===== Exercise inputs =====

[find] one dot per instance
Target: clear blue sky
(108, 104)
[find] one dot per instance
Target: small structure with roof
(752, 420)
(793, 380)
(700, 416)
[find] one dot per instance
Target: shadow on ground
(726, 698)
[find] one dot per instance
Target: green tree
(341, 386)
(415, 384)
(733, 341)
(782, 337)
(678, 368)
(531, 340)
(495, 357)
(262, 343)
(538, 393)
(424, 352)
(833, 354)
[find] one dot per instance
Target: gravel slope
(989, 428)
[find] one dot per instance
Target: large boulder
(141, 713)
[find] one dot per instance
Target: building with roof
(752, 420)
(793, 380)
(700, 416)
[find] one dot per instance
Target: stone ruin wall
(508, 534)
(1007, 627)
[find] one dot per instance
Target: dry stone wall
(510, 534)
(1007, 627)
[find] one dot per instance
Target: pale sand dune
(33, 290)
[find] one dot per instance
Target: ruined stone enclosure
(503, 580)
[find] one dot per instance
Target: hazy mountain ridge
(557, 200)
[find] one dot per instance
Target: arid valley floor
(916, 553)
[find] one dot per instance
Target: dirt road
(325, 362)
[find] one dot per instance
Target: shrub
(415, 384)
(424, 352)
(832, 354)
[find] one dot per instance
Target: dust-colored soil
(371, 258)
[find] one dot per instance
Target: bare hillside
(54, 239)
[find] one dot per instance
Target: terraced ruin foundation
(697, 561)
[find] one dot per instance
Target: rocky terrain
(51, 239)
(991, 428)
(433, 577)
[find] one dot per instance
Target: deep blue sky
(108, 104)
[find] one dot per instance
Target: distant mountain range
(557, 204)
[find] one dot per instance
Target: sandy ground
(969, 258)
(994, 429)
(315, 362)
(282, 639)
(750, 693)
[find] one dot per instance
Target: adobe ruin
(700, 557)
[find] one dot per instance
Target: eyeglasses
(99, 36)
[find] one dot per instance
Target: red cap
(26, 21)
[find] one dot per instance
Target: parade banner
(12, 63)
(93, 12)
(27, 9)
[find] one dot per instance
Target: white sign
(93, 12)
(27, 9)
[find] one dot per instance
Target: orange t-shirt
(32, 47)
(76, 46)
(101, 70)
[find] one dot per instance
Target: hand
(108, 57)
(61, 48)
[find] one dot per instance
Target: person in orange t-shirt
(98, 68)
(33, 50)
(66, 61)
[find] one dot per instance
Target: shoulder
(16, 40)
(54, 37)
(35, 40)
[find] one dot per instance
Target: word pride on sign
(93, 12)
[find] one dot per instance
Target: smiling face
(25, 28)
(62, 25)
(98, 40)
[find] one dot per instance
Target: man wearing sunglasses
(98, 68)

=====

[Stated task]:
Go through the listing above and restate it word for word.

[Task result]:
[find] one dot per instance
Target: clear blue sky
(108, 104)
[find] one dot per instance
Target: small structure with roof
(752, 420)
(793, 380)
(700, 416)
[find] one dot per instance
Target: shadow on ground
(726, 698)
[find] one dot per instance
Target: green tree
(341, 386)
(415, 384)
(733, 341)
(782, 337)
(678, 368)
(531, 340)
(495, 357)
(262, 343)
(538, 393)
(424, 352)
(833, 354)
[find] one dot per instance
Target: gravel slope
(989, 428)
[find] one dot per instance
Target: large boulder
(141, 713)
[find] one dot per instance
Target: building with roof
(752, 420)
(793, 380)
(700, 416)
[find] one dot per instance
Target: stone ruin wall
(508, 534)
(1007, 627)
[find] one dot per instance
Target: dry stone wall
(510, 534)
(1007, 627)
[find] one dot per instance
Target: pale sand dune
(33, 290)
[find] one dot per instance
Target: ruined stone enclosure
(503, 580)
[find] one dot per instance
Target: hazy mountain ridge
(557, 200)
[find] one dot per instance
Target: arid valley floor
(916, 553)
[find] one dot per instance
Target: dirt road
(325, 362)
[find] one dot per instance
Target: shrub
(415, 384)
(424, 352)
(832, 354)
[find] one dot per instance
Target: dust-colored soil
(371, 258)
[find] one dot per instance
Target: bare hillside
(54, 239)
[find] one dot per instance
Target: terraced ruin foundation
(697, 561)
[find] one dot per instance
Target: rocky terrain
(51, 239)
(991, 428)
(433, 577)
[find] one dot per instance
Target: deep blue sky
(108, 104)
[find] one dot per instance
Target: distant mountain range
(557, 204)
[find] one dot per instance
Target: sandy ground
(969, 258)
(994, 429)
(315, 362)
(282, 639)
(750, 693)
[find] one dot per instance
Target: adobe ruin
(700, 557)
[find] one dot per instance
Target: eyeglasses
(99, 36)
[find] one dot per instance
Target: red cap
(26, 21)
[find] one dot per instance
Target: parade banner
(12, 63)
(93, 12)
(27, 9)
[find] one dot per instance
Target: white sign
(93, 12)
(27, 9)
[find] one dot per instance
Target: orange t-shirt
(32, 47)
(76, 46)
(101, 70)
[find] one dot per instance
Target: hand
(108, 57)
(61, 48)
[find] one dot per instance
Target: person in orange t-shirt
(98, 68)
(33, 50)
(66, 61)
[find] one dot per instance
Target: shoulder
(16, 40)
(54, 37)
(35, 40)
[find] one dot per instance
Target: word pride on sign
(93, 12)
[find] one dot per instance
Target: smiling face
(25, 28)
(62, 25)
(98, 40)
[find] one dot per instance
Target: man wearing sunglasses
(98, 68)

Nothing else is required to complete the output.